## Written exercise
Reproduce all of the data below word for word, leaving out the pictures.

=======

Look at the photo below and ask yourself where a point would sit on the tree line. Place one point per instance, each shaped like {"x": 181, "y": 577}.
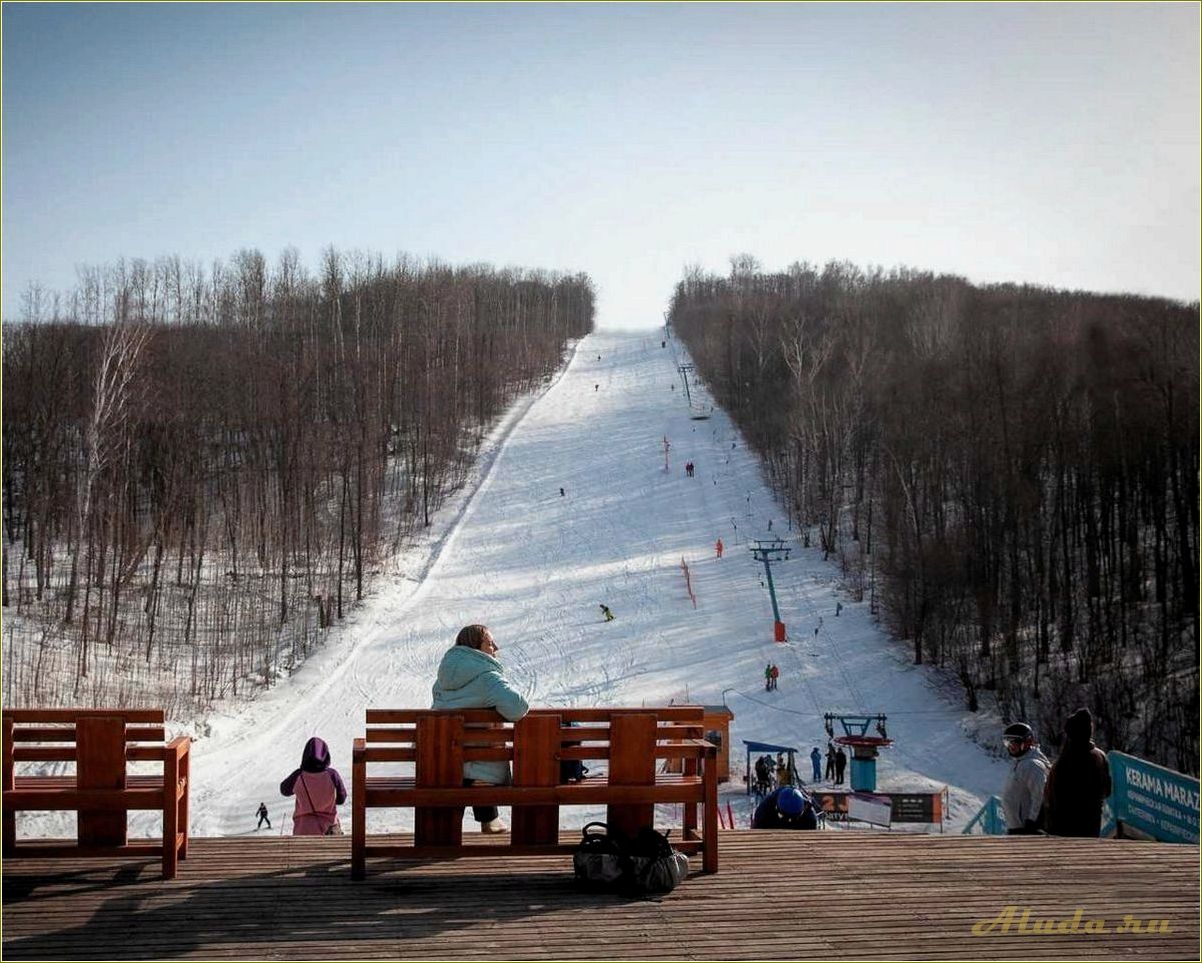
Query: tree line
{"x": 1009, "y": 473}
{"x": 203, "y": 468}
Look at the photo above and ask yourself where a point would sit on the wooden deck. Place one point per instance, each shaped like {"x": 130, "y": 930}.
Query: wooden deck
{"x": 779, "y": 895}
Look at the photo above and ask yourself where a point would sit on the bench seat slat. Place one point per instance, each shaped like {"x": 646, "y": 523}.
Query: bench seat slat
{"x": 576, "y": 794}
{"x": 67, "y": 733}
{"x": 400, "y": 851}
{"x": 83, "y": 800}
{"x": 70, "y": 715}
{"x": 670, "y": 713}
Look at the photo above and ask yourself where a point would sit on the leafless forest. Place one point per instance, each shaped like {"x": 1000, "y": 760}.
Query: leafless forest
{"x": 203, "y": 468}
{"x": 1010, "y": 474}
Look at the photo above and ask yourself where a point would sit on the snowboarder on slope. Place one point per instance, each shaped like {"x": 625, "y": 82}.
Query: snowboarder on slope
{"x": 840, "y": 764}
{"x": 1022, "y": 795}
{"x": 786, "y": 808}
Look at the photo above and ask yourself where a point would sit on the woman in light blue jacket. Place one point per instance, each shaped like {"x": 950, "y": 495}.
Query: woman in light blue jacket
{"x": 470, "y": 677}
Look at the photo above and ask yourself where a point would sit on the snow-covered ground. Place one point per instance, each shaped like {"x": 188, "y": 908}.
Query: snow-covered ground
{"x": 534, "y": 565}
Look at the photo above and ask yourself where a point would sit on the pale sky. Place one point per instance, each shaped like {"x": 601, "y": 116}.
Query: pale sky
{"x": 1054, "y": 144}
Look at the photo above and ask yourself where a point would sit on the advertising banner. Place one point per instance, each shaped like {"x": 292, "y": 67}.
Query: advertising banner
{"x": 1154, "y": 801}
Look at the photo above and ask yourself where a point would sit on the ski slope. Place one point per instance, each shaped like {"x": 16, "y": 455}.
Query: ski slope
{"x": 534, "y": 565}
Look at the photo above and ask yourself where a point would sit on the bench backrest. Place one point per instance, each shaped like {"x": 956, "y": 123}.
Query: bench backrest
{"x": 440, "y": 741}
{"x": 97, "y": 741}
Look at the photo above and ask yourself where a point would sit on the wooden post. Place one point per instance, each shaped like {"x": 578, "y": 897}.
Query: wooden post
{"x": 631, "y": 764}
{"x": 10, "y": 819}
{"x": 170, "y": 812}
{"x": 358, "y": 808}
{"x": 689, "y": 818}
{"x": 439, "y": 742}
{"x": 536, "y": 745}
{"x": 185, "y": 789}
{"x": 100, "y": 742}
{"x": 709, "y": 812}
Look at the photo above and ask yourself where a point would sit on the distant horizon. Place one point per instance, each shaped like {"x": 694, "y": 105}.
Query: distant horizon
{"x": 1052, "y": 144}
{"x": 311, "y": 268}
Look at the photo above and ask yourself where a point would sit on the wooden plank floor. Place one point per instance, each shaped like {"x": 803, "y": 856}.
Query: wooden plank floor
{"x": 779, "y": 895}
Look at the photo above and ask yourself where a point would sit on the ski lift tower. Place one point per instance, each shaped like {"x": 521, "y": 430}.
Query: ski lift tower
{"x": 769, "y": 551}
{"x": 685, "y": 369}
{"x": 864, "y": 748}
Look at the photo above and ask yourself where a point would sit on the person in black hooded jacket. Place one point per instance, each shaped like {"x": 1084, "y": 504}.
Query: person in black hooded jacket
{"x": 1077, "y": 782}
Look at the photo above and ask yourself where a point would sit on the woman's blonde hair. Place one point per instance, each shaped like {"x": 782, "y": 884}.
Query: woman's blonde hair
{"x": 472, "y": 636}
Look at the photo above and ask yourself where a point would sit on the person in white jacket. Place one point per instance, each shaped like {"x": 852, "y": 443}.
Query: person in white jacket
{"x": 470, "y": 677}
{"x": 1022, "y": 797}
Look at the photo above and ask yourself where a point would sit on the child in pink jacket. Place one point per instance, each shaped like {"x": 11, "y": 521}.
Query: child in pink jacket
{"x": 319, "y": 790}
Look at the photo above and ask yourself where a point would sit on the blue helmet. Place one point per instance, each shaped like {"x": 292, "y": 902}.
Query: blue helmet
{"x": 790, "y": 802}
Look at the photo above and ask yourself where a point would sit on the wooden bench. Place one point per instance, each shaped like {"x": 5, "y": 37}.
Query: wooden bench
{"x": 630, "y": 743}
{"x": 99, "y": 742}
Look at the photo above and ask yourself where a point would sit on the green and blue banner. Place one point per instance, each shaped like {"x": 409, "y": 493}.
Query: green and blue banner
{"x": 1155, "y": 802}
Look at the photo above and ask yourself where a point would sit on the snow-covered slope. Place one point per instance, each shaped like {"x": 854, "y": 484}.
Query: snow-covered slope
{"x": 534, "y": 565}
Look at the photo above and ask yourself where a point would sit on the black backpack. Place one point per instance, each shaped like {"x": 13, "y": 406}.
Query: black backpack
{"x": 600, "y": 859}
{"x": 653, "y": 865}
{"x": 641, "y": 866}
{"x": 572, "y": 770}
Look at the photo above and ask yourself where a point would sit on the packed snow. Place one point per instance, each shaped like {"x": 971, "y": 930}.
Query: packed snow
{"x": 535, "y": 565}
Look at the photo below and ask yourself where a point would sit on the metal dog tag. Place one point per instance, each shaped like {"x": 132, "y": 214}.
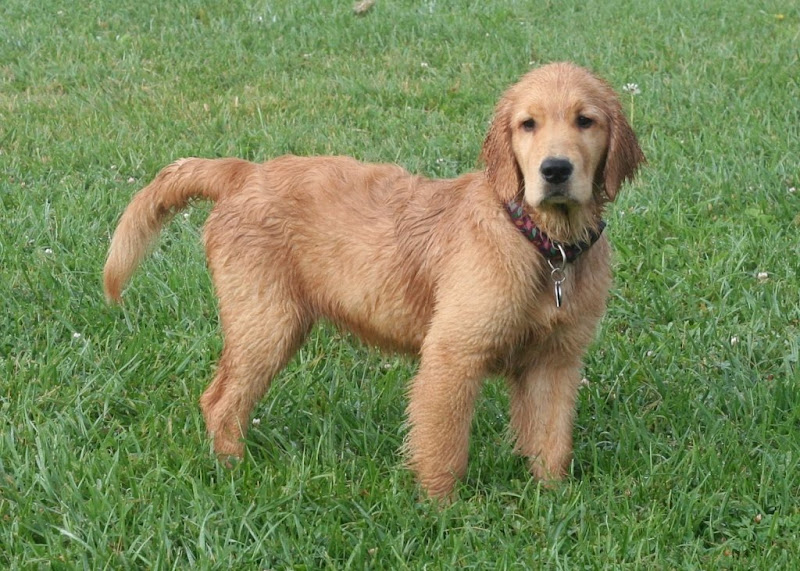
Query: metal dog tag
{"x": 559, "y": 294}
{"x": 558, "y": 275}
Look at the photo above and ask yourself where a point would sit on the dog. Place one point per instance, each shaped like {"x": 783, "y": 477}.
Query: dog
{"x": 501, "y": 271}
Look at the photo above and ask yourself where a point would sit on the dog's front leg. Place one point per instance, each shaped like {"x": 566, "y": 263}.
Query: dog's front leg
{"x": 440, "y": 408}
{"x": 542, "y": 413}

=======

## The output
Look at the photo below and ask yourself where a point would sit on the tree line. Place one point per instance, each shaped like {"x": 181, "y": 577}.
Query: tree line
{"x": 1009, "y": 473}
{"x": 203, "y": 468}
Look at the photo above and ask yourself where a point would sit on the wooden deck. Place one point per instance, each shaped like {"x": 130, "y": 930}.
Query: wooden deck
{"x": 779, "y": 895}
Look at the photo above and ask yourself where a point would sit on the bench seat slat. Place one point per instance, each shaped like {"x": 646, "y": 523}.
Query: bench seat slat
{"x": 576, "y": 794}
{"x": 67, "y": 733}
{"x": 400, "y": 851}
{"x": 83, "y": 800}
{"x": 70, "y": 715}
{"x": 670, "y": 713}
Look at the photo above and ask yourself where a point would sit on the leafless forest. Place one point per instance, each shaped like {"x": 1000, "y": 760}.
Query: leafless forest
{"x": 203, "y": 468}
{"x": 1010, "y": 474}
Look at the photo above and ask yourself where a point would sit on the snowboarder on slope. Place one point per instance, each shaped like {"x": 625, "y": 82}.
Query: snowboarder on slope
{"x": 840, "y": 764}
{"x": 1022, "y": 795}
{"x": 786, "y": 808}
Look at the photo above and ask yourself where a point would sit on the woman in light blue jacket. Place one point per instance, each shaped like {"x": 950, "y": 495}.
Query: woman in light blue jacket
{"x": 470, "y": 677}
Look at the photo above and ask yourself where a point would sit on the snow-covered ground. Place one point per instance, each shaped like {"x": 188, "y": 908}.
Query: snow-covered ground
{"x": 534, "y": 565}
Look at the photo above and ask yourself where a point would sit on the pale sky. Place one point per instance, each shaped like {"x": 601, "y": 116}.
Query: pale sky
{"x": 1054, "y": 144}
Look at the photo above and ask yourself where a point would sit on the advertising banner. Place one point per instance, each shaped like {"x": 292, "y": 67}.
Query: advertising banner
{"x": 1154, "y": 801}
Look at the photo above and ask yourself where a point would sit on the ski slope. Place one point per instance, each shaped like {"x": 16, "y": 455}.
Query: ski slope
{"x": 534, "y": 565}
Look at the photo above and ask yourself where a point would sit on the bench backrest. Place one point per instance, each shaped like {"x": 956, "y": 123}.
Query: bench backrest
{"x": 440, "y": 741}
{"x": 97, "y": 741}
Look at the photo above and ask yourself where a point would sit on the wooden post. Place one point per instance, each shaped like {"x": 578, "y": 897}.
Query: wooden post
{"x": 631, "y": 764}
{"x": 10, "y": 819}
{"x": 170, "y": 812}
{"x": 358, "y": 808}
{"x": 689, "y": 818}
{"x": 439, "y": 742}
{"x": 536, "y": 745}
{"x": 185, "y": 789}
{"x": 100, "y": 742}
{"x": 709, "y": 812}
Look at the photo above and ask yourself where a point would sit on the distant horizon. Place one point per instance, each shaped like {"x": 694, "y": 105}.
Query: distant horizon
{"x": 1052, "y": 144}
{"x": 311, "y": 268}
Look at the photo above and ask yourself where a point would sit on the wooden plank floor. Place one point per instance, each shaped like {"x": 803, "y": 856}.
Query: wooden plank floor
{"x": 779, "y": 895}
Look at the photo above and ask yourself where a point would sit on the ski lift tower. Place one point per instance, each shaped like {"x": 521, "y": 430}.
Query: ski lift tower
{"x": 769, "y": 551}
{"x": 685, "y": 369}
{"x": 864, "y": 748}
Look at the photo above and ask yourself where a point would sit on the person in black hooded jacket. Place one point per instance, each shaped like {"x": 1084, "y": 504}.
Query: person in black hooded jacket
{"x": 1077, "y": 782}
Look at the photo above and ask yourself where a point would sit on the woman's blonde hair. Place one point per instance, each shaped like {"x": 782, "y": 884}.
Query: woman's blonde hair
{"x": 472, "y": 636}
Look at the photo above and ask yourself where a point would sit on the person in white jacket. Place one point per instance, each shaped like {"x": 852, "y": 443}.
Query: person in white jacket
{"x": 470, "y": 677}
{"x": 1022, "y": 797}
Look at the photo above and ask yourself where a point would sit on the child in pink jacket. Place one point per instance, each shaped like {"x": 11, "y": 521}.
Query: child in pink jacket
{"x": 319, "y": 790}
Look at the photo above and ask yourself where a point would sit on the blue helmet. Place one point per instance, each shaped like {"x": 292, "y": 902}.
Query: blue helmet
{"x": 790, "y": 802}
Look at the photo above and ask yourself where a point would sit on the wooden bench. Place one point per instance, each shaped like {"x": 5, "y": 37}.
Query: wooden bench
{"x": 630, "y": 743}
{"x": 99, "y": 742}
Look at the photo above and ask yourself where a point would sit on the green and blue banner. Place one point per instance, each shaped like {"x": 409, "y": 493}.
Query: green and blue banner
{"x": 1155, "y": 802}
Look at the photo above and ask yourself where a point would sit on the snow-covered slope. Place one point per instance, each shaped like {"x": 854, "y": 484}.
Query: snow-covered slope
{"x": 534, "y": 565}
Look at the photo above and ask yourself where a point would sit on the black backpack. Place one point per instance, each shaped like {"x": 13, "y": 406}.
Query: black backpack
{"x": 600, "y": 859}
{"x": 653, "y": 865}
{"x": 641, "y": 866}
{"x": 572, "y": 770}
Look at the photo above and ask yourself where a point would sit on the packed snow. Place one point per instance, each shaped like {"x": 971, "y": 930}.
Query: packed snow
{"x": 535, "y": 565}
Look at the photo below and ask yourself where a point would sit on the metal dog tag. Place one point per instance, each shaped like {"x": 132, "y": 214}.
Query: metal dog tag
{"x": 559, "y": 294}
{"x": 558, "y": 275}
Look at the photo above and ask yourself where a point would sit on the dog. Place one point per instance, each shaped like {"x": 783, "y": 477}.
Query: dog
{"x": 501, "y": 271}
Look at the photo above and ask yourself where a point would sit on the dog's front leg. Place one point per instance, each shaped like {"x": 566, "y": 263}.
Query: dog's front leg
{"x": 440, "y": 408}
{"x": 542, "y": 413}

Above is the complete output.